# THE PROBLEM:
Search the data below for the string "bird" and copy all lines where it shows up.

::::

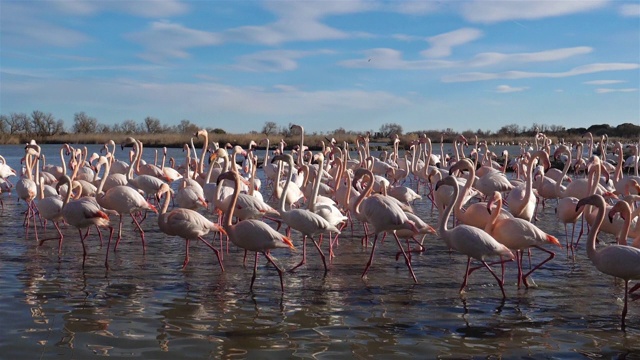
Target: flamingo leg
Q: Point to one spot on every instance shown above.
(324, 262)
(141, 233)
(406, 258)
(115, 247)
(466, 274)
(496, 277)
(59, 238)
(186, 255)
(304, 253)
(551, 256)
(214, 250)
(624, 310)
(277, 268)
(373, 249)
(255, 270)
(84, 248)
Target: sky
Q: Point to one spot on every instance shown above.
(351, 64)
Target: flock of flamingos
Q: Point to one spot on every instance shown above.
(318, 194)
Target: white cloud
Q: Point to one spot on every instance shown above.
(606, 91)
(486, 59)
(238, 108)
(630, 10)
(298, 21)
(274, 60)
(603, 82)
(146, 8)
(385, 58)
(492, 11)
(442, 44)
(508, 89)
(415, 7)
(580, 70)
(25, 26)
(165, 39)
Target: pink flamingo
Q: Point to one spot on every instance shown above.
(518, 234)
(469, 240)
(252, 235)
(616, 260)
(186, 223)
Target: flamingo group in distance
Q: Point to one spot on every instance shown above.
(484, 213)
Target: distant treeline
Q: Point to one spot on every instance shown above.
(16, 128)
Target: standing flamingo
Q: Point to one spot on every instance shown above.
(518, 234)
(187, 224)
(469, 240)
(252, 235)
(383, 215)
(305, 221)
(122, 199)
(82, 214)
(616, 260)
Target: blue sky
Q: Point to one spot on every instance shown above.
(426, 65)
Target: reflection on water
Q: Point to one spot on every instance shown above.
(146, 306)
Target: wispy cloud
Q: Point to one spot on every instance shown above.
(164, 40)
(630, 10)
(580, 70)
(274, 60)
(603, 82)
(391, 59)
(486, 59)
(415, 7)
(298, 21)
(606, 91)
(25, 26)
(147, 8)
(442, 44)
(493, 11)
(509, 89)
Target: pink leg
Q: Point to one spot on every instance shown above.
(304, 253)
(277, 268)
(406, 258)
(214, 250)
(373, 249)
(551, 256)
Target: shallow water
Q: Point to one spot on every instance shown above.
(146, 306)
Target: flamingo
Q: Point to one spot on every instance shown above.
(187, 224)
(620, 261)
(26, 187)
(522, 201)
(518, 234)
(82, 214)
(383, 215)
(305, 221)
(469, 240)
(122, 199)
(50, 208)
(252, 235)
(475, 214)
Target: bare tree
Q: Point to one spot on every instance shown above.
(269, 128)
(4, 124)
(389, 129)
(152, 125)
(84, 124)
(129, 127)
(186, 127)
(44, 124)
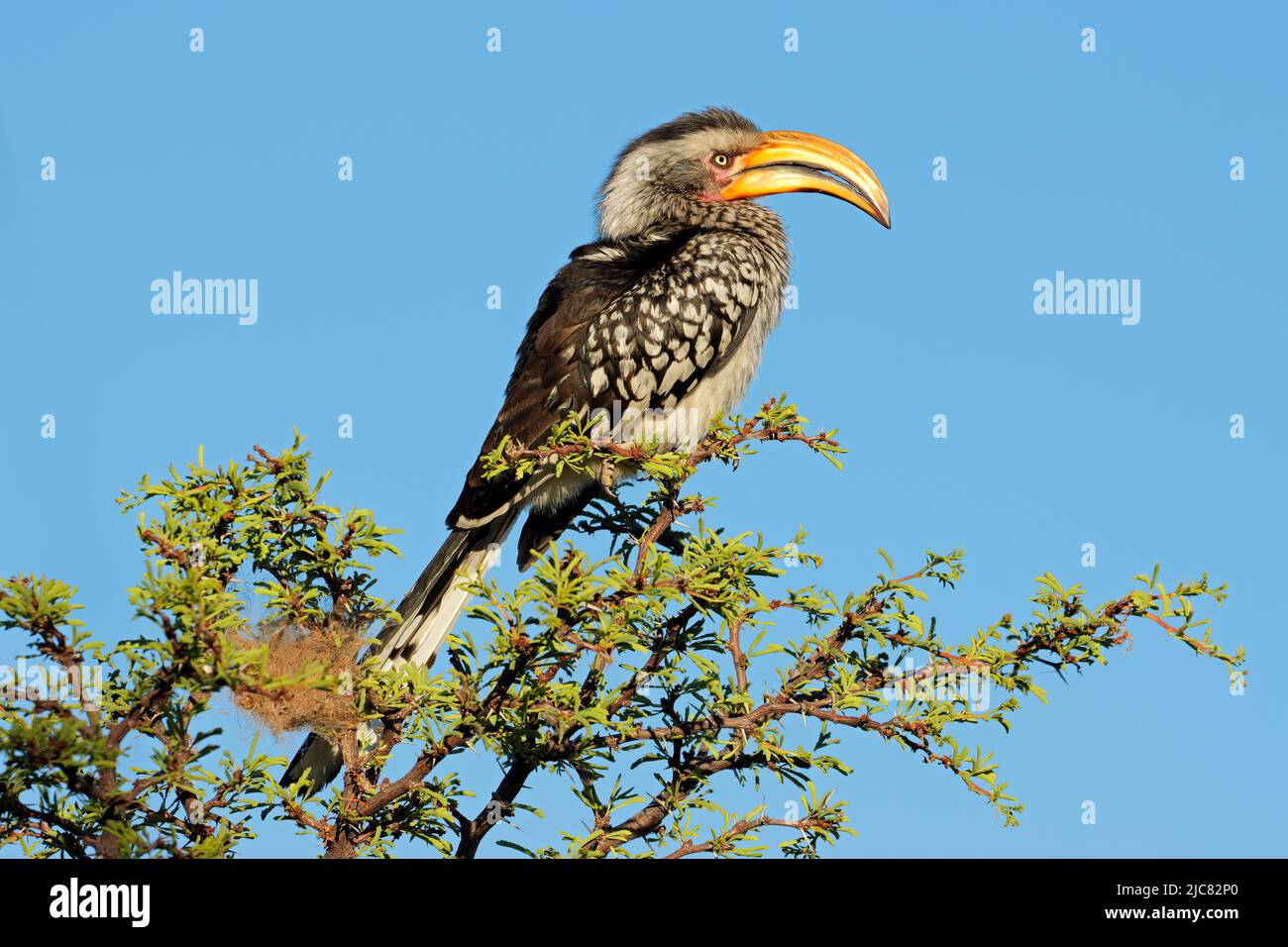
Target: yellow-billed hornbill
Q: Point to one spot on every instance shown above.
(664, 317)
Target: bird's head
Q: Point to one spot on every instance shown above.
(678, 170)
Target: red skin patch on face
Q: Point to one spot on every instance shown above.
(721, 176)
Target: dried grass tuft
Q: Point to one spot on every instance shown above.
(291, 651)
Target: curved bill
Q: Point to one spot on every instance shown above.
(790, 161)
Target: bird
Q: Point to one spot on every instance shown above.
(662, 320)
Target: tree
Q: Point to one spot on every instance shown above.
(645, 680)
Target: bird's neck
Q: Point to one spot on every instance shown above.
(743, 217)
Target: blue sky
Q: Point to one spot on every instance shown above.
(477, 169)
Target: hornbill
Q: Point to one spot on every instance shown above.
(665, 313)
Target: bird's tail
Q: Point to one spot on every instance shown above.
(428, 613)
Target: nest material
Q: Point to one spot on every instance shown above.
(292, 651)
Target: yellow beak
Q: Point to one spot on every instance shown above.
(790, 161)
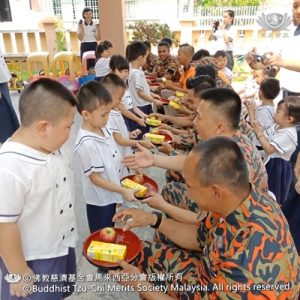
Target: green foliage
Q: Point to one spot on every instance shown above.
(152, 32)
(61, 40)
(216, 3)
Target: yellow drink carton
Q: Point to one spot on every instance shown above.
(155, 138)
(130, 184)
(106, 251)
(153, 122)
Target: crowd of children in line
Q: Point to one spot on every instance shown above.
(35, 177)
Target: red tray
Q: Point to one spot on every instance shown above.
(165, 101)
(149, 183)
(168, 138)
(154, 84)
(127, 238)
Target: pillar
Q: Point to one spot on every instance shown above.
(112, 24)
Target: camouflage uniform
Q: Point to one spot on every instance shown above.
(242, 256)
(169, 63)
(150, 63)
(187, 142)
(176, 194)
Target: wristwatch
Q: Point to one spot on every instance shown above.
(158, 221)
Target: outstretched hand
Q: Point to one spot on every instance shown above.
(141, 159)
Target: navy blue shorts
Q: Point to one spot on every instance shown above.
(279, 178)
(63, 267)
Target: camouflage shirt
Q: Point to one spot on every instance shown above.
(249, 254)
(169, 63)
(257, 171)
(150, 63)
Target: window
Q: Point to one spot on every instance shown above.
(5, 13)
(71, 8)
(93, 5)
(57, 8)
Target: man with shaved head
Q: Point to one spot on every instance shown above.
(185, 54)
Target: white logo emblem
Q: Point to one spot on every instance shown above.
(13, 278)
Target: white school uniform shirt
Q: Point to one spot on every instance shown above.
(126, 100)
(289, 80)
(36, 192)
(264, 114)
(102, 66)
(90, 32)
(218, 35)
(98, 154)
(137, 81)
(4, 72)
(228, 73)
(284, 140)
(117, 124)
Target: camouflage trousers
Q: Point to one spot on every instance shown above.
(171, 267)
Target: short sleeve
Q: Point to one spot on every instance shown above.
(139, 82)
(113, 125)
(12, 195)
(265, 117)
(283, 142)
(90, 158)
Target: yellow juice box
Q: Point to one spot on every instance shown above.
(106, 251)
(130, 184)
(155, 138)
(179, 94)
(153, 122)
(174, 104)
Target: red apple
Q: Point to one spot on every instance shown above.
(138, 178)
(108, 235)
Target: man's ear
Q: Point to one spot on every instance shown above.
(42, 127)
(221, 128)
(291, 119)
(85, 114)
(217, 193)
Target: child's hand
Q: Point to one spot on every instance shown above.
(147, 144)
(165, 148)
(134, 134)
(128, 194)
(22, 288)
(257, 128)
(250, 105)
(158, 116)
(155, 201)
(157, 102)
(164, 126)
(297, 186)
(141, 122)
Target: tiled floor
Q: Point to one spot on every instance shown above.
(96, 290)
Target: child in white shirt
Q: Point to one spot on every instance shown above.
(279, 142)
(132, 115)
(37, 222)
(102, 52)
(264, 113)
(99, 156)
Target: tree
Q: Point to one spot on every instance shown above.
(152, 32)
(216, 3)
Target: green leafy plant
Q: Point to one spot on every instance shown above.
(152, 32)
(216, 3)
(61, 40)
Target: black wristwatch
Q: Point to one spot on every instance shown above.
(159, 219)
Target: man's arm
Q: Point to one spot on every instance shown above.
(175, 231)
(12, 255)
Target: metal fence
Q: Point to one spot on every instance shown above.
(244, 15)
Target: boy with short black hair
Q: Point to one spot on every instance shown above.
(221, 60)
(138, 87)
(99, 156)
(132, 115)
(37, 221)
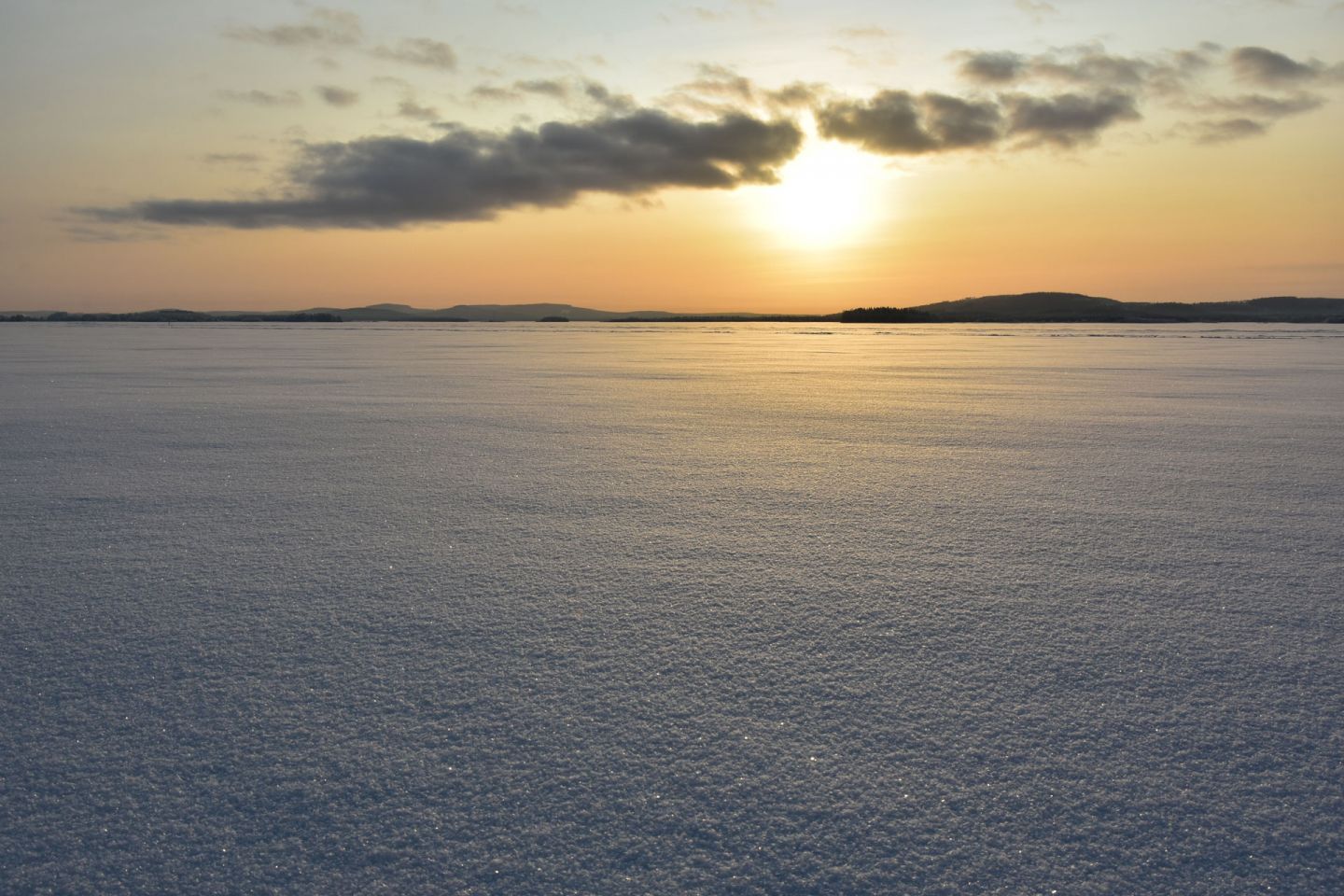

::::

# ANSWER FOR THIS EXERCISE:
Target: bird's head
Target: bird
Target: bird's neck
Target: bird's tail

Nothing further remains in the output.